WHAT THE TASK ASKS
Beginning at the line containing "Target: flower center" in the material below and ending at the line containing "Target: serrated leaf", return each line exactly and add nothing.

:: LISTED RECORDS ::

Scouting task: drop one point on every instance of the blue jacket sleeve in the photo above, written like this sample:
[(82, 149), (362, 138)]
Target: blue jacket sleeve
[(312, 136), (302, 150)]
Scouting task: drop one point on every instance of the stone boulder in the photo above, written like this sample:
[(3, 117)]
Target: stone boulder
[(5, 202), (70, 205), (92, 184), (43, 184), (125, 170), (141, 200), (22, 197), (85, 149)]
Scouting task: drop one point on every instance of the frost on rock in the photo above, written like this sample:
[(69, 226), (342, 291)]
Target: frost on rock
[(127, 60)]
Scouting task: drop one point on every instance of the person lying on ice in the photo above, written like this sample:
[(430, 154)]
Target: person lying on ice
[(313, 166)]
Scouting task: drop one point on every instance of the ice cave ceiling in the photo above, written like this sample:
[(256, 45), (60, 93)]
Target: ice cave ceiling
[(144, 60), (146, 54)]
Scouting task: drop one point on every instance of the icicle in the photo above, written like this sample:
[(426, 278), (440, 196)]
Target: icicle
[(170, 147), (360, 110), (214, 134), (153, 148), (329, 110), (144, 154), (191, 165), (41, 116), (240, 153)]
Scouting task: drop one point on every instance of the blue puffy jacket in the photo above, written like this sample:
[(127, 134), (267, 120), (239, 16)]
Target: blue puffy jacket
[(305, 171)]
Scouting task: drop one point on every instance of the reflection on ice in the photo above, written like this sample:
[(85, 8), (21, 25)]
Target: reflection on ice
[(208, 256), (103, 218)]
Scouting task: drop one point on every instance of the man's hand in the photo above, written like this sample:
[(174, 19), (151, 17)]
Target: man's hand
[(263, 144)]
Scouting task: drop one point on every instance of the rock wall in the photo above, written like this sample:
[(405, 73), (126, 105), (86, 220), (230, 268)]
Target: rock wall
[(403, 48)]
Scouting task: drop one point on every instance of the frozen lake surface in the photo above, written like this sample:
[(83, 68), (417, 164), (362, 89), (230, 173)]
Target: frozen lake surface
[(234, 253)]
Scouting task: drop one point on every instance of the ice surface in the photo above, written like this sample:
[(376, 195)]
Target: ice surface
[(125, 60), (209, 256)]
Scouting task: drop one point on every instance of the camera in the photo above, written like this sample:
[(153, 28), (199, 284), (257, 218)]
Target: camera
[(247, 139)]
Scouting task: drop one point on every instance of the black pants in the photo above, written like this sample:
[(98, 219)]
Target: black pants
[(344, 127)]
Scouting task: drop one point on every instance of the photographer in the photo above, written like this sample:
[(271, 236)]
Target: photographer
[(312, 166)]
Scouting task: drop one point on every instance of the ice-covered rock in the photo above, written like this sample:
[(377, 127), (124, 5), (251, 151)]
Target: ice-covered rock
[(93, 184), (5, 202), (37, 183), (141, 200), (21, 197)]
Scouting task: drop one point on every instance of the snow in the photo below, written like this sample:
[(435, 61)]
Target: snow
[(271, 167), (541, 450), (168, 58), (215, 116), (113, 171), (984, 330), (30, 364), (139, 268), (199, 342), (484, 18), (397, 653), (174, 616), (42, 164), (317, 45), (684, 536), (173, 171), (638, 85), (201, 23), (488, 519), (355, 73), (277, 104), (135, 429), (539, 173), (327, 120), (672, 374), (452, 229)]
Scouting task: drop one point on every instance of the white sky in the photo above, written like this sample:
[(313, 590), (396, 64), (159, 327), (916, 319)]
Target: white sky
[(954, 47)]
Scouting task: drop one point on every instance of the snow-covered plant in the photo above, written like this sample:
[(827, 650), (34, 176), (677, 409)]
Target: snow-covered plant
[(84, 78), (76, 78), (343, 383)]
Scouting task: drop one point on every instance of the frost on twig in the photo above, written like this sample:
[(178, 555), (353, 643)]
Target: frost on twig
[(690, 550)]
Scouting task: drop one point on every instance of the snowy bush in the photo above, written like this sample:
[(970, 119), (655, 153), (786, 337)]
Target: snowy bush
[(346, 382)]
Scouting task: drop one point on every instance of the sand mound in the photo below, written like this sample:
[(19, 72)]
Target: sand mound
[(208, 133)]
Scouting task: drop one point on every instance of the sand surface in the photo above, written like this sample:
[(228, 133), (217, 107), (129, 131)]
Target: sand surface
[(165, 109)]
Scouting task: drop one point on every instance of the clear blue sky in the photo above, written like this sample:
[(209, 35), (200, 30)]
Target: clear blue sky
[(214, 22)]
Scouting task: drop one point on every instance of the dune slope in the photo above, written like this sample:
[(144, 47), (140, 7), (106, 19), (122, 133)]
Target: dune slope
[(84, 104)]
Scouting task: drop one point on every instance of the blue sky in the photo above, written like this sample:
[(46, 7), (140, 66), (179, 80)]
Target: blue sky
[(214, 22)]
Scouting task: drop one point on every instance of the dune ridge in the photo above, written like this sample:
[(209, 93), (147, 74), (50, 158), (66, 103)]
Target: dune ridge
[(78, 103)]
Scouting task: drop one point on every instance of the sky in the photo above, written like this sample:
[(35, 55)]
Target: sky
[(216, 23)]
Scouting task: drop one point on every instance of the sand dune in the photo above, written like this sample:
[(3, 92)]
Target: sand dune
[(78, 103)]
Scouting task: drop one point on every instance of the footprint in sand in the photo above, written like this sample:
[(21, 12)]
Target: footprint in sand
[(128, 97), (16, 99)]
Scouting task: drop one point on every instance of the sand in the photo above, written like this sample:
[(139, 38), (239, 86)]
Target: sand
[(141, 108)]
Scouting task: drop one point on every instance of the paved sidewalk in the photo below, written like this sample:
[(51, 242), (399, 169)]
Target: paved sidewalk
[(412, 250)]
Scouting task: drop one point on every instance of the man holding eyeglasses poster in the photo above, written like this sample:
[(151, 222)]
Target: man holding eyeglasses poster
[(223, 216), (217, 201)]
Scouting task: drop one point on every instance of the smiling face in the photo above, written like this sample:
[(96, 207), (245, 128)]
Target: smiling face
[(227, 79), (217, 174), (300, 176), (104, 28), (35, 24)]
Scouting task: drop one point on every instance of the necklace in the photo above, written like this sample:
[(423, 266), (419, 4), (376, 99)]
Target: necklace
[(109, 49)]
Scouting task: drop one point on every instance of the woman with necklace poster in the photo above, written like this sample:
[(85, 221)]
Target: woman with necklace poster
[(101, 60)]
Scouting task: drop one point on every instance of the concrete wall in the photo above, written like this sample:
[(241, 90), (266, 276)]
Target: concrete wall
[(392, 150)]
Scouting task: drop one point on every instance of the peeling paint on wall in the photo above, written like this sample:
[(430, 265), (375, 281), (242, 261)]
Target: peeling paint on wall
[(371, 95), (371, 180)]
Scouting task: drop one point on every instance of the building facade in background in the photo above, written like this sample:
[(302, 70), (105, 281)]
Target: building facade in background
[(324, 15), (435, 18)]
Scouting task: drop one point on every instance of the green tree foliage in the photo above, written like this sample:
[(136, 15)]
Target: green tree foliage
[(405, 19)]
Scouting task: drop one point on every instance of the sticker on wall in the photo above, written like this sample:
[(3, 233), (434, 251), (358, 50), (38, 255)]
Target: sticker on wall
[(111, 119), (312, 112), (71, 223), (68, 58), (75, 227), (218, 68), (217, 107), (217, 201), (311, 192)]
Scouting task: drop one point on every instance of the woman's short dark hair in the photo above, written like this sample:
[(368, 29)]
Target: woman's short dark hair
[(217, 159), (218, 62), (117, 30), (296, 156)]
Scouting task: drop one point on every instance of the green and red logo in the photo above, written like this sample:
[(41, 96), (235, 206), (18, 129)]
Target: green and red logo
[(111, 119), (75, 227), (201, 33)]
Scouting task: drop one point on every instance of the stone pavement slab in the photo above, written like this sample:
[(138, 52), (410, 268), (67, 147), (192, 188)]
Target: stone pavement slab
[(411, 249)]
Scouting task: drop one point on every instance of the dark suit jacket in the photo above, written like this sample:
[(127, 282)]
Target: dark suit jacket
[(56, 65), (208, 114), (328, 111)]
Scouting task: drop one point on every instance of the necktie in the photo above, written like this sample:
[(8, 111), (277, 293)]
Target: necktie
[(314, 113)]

:::
:: LISTED RECORDS ::

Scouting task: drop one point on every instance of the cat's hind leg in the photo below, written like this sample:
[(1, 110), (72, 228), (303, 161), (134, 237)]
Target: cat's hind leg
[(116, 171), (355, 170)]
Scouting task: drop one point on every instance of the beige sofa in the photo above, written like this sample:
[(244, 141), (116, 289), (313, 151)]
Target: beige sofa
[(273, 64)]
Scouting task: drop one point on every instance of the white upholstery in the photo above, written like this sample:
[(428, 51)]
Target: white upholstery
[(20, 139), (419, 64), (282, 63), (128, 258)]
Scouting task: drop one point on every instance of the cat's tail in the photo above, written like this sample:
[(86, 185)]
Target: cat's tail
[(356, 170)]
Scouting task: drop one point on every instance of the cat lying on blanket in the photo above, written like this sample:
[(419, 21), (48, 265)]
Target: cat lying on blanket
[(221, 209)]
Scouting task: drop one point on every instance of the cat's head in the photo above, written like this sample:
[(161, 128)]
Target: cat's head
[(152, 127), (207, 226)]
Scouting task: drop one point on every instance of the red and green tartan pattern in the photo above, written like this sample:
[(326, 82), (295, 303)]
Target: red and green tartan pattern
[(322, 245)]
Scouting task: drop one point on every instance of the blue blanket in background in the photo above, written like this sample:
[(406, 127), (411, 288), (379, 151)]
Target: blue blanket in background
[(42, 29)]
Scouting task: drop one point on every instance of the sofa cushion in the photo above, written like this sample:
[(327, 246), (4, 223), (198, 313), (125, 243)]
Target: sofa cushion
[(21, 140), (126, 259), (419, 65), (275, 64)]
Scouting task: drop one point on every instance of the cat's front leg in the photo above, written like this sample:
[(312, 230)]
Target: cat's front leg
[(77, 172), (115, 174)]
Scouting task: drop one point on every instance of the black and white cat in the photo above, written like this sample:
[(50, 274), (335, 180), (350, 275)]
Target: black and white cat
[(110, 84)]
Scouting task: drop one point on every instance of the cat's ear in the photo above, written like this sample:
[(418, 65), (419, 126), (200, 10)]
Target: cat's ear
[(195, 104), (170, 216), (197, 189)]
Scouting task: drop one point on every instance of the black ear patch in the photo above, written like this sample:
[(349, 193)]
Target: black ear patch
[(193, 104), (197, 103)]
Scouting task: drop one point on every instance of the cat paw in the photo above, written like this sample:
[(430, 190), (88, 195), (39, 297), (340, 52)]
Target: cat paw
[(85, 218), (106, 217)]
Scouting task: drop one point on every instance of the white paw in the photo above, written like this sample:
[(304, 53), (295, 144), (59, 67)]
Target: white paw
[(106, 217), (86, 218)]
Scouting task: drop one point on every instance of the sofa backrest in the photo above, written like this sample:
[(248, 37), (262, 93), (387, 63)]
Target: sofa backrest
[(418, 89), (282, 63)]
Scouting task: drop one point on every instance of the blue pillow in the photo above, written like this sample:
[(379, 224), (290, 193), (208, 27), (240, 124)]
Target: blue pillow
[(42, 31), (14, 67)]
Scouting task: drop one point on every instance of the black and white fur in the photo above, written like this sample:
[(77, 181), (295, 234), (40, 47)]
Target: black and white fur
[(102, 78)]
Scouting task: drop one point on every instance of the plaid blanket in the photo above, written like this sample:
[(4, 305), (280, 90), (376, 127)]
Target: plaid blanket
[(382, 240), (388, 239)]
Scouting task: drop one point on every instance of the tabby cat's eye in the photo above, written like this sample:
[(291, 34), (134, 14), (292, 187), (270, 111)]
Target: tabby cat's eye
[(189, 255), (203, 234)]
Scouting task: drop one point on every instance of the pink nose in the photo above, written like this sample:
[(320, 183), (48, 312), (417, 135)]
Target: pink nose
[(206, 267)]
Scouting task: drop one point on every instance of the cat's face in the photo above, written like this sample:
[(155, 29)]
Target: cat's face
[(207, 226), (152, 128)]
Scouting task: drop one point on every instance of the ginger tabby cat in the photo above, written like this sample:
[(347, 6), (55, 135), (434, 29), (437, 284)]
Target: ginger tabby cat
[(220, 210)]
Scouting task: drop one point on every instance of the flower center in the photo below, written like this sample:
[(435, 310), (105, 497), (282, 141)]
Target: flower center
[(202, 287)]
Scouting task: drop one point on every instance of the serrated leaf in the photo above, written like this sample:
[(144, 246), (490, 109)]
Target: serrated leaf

:::
:: LISTED RECORDS ::

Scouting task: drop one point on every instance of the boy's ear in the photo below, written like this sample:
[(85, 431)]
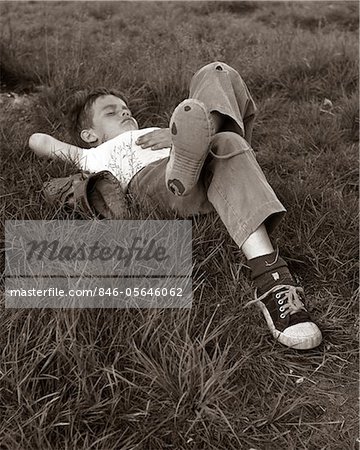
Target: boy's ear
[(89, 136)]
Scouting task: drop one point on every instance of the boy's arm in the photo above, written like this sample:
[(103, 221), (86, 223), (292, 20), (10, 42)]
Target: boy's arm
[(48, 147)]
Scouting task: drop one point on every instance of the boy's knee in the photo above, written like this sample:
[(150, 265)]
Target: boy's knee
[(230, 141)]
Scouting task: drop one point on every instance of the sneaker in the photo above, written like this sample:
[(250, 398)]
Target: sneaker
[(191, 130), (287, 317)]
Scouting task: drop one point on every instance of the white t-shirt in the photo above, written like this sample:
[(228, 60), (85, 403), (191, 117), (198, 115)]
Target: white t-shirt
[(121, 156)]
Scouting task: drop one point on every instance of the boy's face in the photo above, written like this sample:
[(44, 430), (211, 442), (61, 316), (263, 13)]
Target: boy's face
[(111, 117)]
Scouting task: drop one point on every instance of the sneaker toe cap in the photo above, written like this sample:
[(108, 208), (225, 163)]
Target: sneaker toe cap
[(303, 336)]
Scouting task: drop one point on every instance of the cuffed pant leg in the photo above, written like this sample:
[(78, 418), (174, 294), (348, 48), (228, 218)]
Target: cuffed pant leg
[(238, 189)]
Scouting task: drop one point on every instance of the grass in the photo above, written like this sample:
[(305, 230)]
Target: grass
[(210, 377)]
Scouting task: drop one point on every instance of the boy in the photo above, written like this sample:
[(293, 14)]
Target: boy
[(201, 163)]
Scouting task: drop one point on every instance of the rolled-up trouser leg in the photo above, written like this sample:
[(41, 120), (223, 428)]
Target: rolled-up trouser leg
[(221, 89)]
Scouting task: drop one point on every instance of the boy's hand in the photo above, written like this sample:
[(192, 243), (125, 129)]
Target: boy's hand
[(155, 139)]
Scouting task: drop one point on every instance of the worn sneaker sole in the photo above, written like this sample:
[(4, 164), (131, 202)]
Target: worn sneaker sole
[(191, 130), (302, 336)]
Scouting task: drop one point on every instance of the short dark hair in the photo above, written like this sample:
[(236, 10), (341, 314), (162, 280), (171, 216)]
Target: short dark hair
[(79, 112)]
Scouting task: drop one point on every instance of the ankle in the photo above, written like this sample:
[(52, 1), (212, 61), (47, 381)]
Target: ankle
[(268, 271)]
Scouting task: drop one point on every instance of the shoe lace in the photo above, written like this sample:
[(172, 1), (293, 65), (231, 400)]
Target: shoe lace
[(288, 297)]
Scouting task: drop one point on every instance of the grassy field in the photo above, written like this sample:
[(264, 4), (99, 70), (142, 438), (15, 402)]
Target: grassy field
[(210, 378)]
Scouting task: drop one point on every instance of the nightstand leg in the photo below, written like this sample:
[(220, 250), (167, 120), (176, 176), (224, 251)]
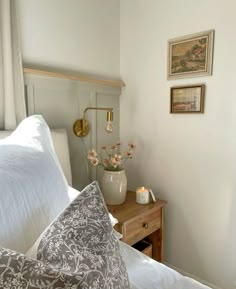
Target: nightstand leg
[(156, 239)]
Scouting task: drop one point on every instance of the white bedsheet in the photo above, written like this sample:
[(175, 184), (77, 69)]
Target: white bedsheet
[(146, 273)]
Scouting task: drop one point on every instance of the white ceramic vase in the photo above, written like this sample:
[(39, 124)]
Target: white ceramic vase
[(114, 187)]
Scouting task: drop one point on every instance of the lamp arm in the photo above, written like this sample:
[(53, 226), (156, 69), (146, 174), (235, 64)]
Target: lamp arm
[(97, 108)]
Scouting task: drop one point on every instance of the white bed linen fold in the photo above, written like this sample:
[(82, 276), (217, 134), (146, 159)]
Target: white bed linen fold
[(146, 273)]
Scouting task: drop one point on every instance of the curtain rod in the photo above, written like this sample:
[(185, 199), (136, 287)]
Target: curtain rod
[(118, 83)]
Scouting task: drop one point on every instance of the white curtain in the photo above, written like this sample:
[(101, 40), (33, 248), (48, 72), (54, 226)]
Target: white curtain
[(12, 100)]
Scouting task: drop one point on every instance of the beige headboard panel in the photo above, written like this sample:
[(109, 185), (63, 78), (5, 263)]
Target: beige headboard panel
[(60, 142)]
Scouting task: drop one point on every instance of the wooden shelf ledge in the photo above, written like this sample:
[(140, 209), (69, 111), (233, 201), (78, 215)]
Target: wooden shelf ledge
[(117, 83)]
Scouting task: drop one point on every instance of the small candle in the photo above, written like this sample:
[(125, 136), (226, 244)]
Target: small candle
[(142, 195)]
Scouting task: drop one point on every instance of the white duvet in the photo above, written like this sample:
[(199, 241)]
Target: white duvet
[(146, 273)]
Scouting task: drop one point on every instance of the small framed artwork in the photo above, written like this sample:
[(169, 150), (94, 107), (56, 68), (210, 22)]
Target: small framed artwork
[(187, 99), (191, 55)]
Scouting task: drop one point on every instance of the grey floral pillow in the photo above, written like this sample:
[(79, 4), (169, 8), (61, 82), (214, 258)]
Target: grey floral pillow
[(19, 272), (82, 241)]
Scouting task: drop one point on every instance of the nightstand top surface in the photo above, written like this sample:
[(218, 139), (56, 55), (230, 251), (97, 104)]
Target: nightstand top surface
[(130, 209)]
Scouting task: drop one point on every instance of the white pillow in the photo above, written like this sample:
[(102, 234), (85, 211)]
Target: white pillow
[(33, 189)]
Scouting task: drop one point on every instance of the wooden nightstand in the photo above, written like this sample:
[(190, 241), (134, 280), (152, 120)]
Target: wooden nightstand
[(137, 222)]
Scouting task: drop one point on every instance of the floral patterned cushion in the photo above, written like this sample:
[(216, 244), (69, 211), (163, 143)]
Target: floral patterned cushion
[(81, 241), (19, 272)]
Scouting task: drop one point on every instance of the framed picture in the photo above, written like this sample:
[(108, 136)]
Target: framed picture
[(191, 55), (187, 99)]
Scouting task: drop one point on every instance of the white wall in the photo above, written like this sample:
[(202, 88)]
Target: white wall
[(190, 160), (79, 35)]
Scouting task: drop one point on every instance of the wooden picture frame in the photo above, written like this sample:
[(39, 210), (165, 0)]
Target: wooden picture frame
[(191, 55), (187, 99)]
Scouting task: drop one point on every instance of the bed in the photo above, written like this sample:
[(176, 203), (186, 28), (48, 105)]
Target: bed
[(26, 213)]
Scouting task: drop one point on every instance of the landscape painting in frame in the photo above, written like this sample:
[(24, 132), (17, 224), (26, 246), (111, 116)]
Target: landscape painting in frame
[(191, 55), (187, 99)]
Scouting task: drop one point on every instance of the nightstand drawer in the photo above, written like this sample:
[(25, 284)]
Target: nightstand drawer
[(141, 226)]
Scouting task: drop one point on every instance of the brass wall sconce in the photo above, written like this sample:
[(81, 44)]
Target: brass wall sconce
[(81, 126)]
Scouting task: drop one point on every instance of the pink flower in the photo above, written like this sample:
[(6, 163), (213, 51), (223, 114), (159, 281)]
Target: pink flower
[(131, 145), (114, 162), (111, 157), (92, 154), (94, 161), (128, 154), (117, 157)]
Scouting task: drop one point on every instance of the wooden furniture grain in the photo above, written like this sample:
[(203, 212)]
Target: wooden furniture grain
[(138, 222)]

:::

WRITTEN RESPONSE
Target: flower center
[(202, 287)]
Scouting task: drop one point on every instance of the serrated leaf in the photo above, written like this sample:
[(144, 246), (490, 109)]
Target: serrated leaf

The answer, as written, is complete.